WORK INSTRUCTION
Show every line below where "vegetation" appears.

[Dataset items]

──────────────────────────────

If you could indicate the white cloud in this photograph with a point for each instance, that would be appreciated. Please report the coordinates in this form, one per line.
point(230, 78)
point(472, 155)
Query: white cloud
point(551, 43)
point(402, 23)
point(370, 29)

──────────────────────────────

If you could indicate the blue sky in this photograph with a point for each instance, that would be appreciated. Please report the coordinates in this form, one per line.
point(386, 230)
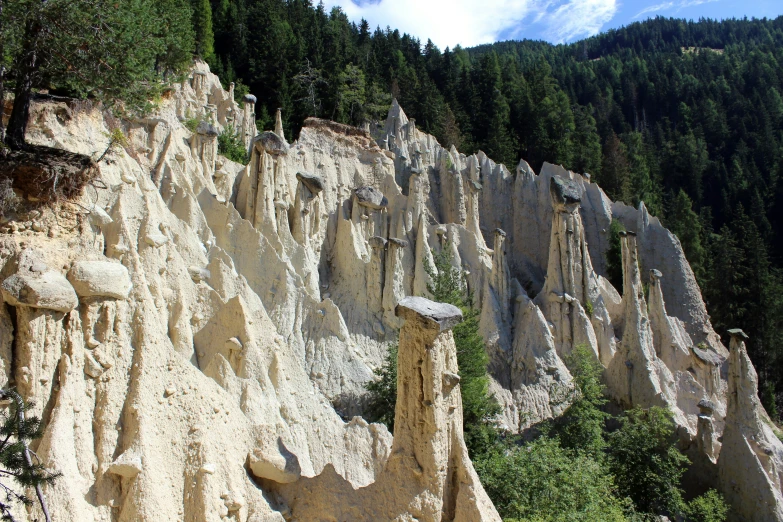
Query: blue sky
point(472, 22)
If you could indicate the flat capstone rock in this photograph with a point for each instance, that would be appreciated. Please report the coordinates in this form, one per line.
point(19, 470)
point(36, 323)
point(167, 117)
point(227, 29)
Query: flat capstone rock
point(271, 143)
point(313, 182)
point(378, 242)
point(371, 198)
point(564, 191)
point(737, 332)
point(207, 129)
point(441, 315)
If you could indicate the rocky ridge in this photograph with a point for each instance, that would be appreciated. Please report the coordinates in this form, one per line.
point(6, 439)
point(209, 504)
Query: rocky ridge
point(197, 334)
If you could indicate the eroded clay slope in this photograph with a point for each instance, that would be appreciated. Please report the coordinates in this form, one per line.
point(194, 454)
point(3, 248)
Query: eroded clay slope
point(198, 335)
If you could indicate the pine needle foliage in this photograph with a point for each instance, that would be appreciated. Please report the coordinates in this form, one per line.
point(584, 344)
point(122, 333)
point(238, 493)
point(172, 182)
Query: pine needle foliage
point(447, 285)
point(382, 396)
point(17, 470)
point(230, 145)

──────────────────────────────

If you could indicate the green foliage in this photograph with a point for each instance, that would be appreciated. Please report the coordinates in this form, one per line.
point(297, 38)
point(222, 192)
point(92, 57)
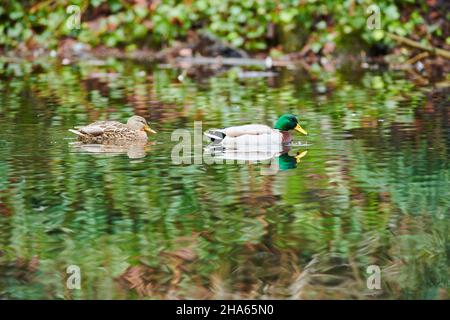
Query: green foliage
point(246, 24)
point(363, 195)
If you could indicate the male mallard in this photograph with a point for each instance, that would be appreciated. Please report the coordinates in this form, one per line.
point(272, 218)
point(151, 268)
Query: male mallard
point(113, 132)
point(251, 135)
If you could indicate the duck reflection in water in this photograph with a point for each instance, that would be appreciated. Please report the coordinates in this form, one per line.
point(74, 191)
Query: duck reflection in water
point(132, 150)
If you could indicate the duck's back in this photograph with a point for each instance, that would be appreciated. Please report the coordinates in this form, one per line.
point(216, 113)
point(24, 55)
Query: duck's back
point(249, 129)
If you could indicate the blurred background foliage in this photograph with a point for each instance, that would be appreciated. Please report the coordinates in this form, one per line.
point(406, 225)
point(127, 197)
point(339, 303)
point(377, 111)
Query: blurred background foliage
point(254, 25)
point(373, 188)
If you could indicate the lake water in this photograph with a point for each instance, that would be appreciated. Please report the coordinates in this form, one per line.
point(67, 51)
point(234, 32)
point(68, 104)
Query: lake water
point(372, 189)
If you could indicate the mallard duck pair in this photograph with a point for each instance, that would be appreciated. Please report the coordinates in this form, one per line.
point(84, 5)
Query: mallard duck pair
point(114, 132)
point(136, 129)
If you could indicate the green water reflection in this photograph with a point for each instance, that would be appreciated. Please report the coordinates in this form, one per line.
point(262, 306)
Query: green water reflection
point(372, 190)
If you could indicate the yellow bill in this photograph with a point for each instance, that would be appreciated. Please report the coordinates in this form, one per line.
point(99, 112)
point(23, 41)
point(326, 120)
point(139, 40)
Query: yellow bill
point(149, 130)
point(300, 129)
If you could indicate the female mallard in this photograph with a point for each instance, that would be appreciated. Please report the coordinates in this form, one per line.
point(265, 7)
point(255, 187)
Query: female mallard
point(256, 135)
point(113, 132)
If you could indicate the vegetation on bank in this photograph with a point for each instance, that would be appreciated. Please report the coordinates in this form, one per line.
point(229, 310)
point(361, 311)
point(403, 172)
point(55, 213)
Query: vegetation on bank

──────────────────────────────

ANSWER BOX
If you could indicate the vegetation on bank in this photograph with a point for each instance, that would be appreciated. Please report the coordinates in this form, one per line.
Query: vegetation on bank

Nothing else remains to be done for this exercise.